Task brief: Transcribe every record exactly, omitting none.

Dataset excerpts
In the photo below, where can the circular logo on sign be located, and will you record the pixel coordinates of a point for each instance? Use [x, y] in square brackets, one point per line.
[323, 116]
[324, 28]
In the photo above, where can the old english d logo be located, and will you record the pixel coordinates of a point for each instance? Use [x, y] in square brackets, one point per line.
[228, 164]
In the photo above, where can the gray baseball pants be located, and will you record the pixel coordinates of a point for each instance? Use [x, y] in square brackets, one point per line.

Exercise answer:
In the photo below, where can the circular logo on sign be located, and will you record the pixel coordinates of a point for each instance? Use [x, y] in square brackets, one point per line.
[323, 116]
[324, 28]
In the photo above, where can the old english d logo be located, and will you record the pixel coordinates of a point for each instance? Use [x, y] in square brackets, one point per line.
[228, 164]
In the photo above, where can the gray baseball pants be located, and will you record the pixel coordinates of a point for each instance? Use [x, y] in square brackets, one point per line.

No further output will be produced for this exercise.